Task requirements>
Take the line that contains "trace the outline of every instance of the hand" and each line after it in the material below, and transcribe them exactly, stopping at the end.

Information given>
>> Start

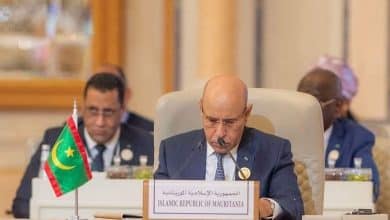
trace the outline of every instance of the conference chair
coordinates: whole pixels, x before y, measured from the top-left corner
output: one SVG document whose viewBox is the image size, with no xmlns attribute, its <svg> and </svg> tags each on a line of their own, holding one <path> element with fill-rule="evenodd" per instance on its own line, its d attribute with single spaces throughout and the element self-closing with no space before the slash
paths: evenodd
<svg viewBox="0 0 390 220">
<path fill-rule="evenodd" d="M 168 93 L 158 100 L 154 124 L 155 166 L 161 140 L 199 129 L 201 89 Z M 321 107 L 310 95 L 290 90 L 250 88 L 248 126 L 290 140 L 305 214 L 322 214 L 324 162 Z"/>
<path fill-rule="evenodd" d="M 381 181 L 376 212 L 390 215 L 390 138 L 376 136 L 372 151 Z"/>
</svg>

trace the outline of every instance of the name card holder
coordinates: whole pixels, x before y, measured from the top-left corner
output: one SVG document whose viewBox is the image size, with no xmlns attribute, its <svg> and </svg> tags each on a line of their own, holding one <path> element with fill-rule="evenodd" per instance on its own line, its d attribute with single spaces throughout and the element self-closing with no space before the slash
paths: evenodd
<svg viewBox="0 0 390 220">
<path fill-rule="evenodd" d="M 259 218 L 258 181 L 145 180 L 143 219 Z"/>
</svg>

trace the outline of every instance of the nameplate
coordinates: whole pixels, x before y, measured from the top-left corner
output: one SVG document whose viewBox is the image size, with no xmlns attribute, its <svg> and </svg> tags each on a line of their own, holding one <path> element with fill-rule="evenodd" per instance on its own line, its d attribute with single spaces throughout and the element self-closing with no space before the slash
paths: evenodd
<svg viewBox="0 0 390 220">
<path fill-rule="evenodd" d="M 256 186 L 251 181 L 151 180 L 148 218 L 254 219 Z"/>
</svg>

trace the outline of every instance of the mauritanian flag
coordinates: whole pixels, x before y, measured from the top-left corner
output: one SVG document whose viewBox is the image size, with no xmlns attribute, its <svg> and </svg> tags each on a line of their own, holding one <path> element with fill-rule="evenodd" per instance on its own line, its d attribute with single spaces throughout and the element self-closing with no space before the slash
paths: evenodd
<svg viewBox="0 0 390 220">
<path fill-rule="evenodd" d="M 72 117 L 67 119 L 51 149 L 45 172 L 57 197 L 92 178 L 87 153 Z"/>
</svg>

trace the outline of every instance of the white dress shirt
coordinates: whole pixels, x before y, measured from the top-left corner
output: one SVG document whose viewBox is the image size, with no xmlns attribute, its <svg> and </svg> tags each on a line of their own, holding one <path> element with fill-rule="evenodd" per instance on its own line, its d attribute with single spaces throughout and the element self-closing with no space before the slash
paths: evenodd
<svg viewBox="0 0 390 220">
<path fill-rule="evenodd" d="M 233 149 L 230 150 L 230 153 L 232 154 L 233 158 L 237 161 L 237 149 L 238 146 L 235 146 Z M 214 180 L 215 178 L 215 171 L 217 170 L 217 155 L 215 154 L 215 151 L 213 147 L 207 142 L 207 152 L 206 152 L 206 180 Z M 234 173 L 236 171 L 236 165 L 234 164 L 232 158 L 228 154 L 225 154 L 222 158 L 222 164 L 223 164 L 223 170 L 225 173 L 225 180 L 228 181 L 234 181 L 236 179 L 236 174 Z M 270 216 L 267 219 L 274 219 L 276 218 L 280 213 L 282 213 L 282 208 L 280 207 L 279 203 L 277 203 L 275 200 L 271 198 L 265 198 L 268 199 L 270 202 L 274 204 L 274 213 L 272 216 Z"/>
<path fill-rule="evenodd" d="M 235 160 L 237 160 L 237 148 L 238 146 L 234 147 L 230 153 L 234 157 Z M 207 153 L 206 153 L 206 180 L 214 180 L 215 178 L 215 171 L 217 170 L 217 155 L 215 154 L 215 151 L 213 147 L 207 142 Z M 223 164 L 223 170 L 225 173 L 225 180 L 234 180 L 235 174 L 234 171 L 236 170 L 236 165 L 234 164 L 232 158 L 228 154 L 225 154 L 222 158 L 222 164 Z"/>
<path fill-rule="evenodd" d="M 95 158 L 96 155 L 98 154 L 98 150 L 95 149 L 97 143 L 88 134 L 86 128 L 84 128 L 84 134 L 85 134 L 85 142 L 87 143 L 87 147 L 89 149 L 89 152 L 91 153 L 91 155 L 88 155 L 88 162 L 91 164 L 93 158 Z M 116 148 L 119 147 L 119 134 L 120 134 L 120 128 L 118 128 L 118 130 L 115 132 L 111 140 L 104 143 L 104 145 L 106 146 L 106 150 L 103 152 L 104 170 L 106 170 L 108 167 L 111 166 L 111 161 L 113 159 Z"/>
</svg>

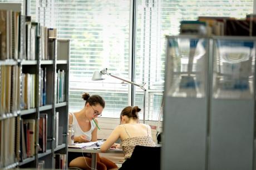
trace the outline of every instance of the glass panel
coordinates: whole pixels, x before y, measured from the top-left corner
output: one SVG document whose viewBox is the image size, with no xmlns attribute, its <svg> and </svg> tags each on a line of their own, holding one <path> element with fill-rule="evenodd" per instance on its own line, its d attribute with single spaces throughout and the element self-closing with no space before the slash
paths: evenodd
<svg viewBox="0 0 256 170">
<path fill-rule="evenodd" d="M 197 98 L 205 96 L 208 44 L 205 38 L 169 39 L 168 95 Z"/>
<path fill-rule="evenodd" d="M 213 97 L 252 99 L 255 42 L 227 39 L 214 42 Z"/>
</svg>

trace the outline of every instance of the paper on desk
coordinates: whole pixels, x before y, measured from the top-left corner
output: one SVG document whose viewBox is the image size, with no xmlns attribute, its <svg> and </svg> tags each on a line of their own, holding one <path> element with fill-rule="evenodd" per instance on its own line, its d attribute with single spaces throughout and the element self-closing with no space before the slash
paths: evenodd
<svg viewBox="0 0 256 170">
<path fill-rule="evenodd" d="M 81 148 L 84 147 L 93 145 L 97 142 L 98 142 L 98 141 L 84 143 L 75 143 L 74 145 L 68 145 L 68 147 Z"/>
</svg>

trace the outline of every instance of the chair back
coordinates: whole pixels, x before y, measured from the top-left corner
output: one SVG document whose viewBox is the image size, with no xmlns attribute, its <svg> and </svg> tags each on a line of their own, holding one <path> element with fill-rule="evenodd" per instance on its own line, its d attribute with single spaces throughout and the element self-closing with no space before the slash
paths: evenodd
<svg viewBox="0 0 256 170">
<path fill-rule="evenodd" d="M 136 146 L 131 158 L 127 162 L 129 168 L 160 170 L 160 151 L 161 147 Z"/>
</svg>

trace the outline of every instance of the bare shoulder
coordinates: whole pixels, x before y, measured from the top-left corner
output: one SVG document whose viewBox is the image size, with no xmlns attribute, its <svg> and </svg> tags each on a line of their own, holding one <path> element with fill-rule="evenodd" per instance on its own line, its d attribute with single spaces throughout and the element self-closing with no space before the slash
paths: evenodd
<svg viewBox="0 0 256 170">
<path fill-rule="evenodd" d="M 94 121 L 95 121 L 97 123 L 98 123 L 98 120 L 97 120 L 97 119 L 94 119 Z"/>
<path fill-rule="evenodd" d="M 147 128 L 148 127 L 150 127 L 150 126 L 149 125 L 147 125 L 147 124 L 144 124 L 144 123 L 140 123 L 140 125 L 143 127 L 144 128 Z"/>
</svg>

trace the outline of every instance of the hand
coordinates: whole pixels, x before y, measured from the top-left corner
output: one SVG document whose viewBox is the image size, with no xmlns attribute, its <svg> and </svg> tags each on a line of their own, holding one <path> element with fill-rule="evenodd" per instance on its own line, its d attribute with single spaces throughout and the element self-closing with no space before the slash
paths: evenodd
<svg viewBox="0 0 256 170">
<path fill-rule="evenodd" d="M 79 143 L 83 142 L 89 142 L 90 141 L 87 139 L 87 137 L 85 135 L 80 135 L 77 137 L 77 142 Z"/>
<path fill-rule="evenodd" d="M 114 143 L 113 145 L 111 146 L 110 147 L 111 148 L 120 148 L 120 145 L 119 143 Z"/>
</svg>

>> End

Written solution>
trace the outline of every instance of the hand
coordinates: whole pixels, x before y, measured from the top-left corner
output: one SVG document whose viewBox is the image size, with no xmlns attribute, its <svg> and </svg> tags each on a line of their own, holding one <path> element with fill-rule="evenodd" per instance on its own line, its d attribute with single spaces throughout and the element self-closing with no space before the slash
paths: evenodd
<svg viewBox="0 0 256 170">
<path fill-rule="evenodd" d="M 79 143 L 83 142 L 89 142 L 90 141 L 87 139 L 87 137 L 85 135 L 80 135 L 77 137 L 77 142 Z"/>
<path fill-rule="evenodd" d="M 114 143 L 113 145 L 111 146 L 110 147 L 111 148 L 120 148 L 120 145 L 119 143 Z"/>
</svg>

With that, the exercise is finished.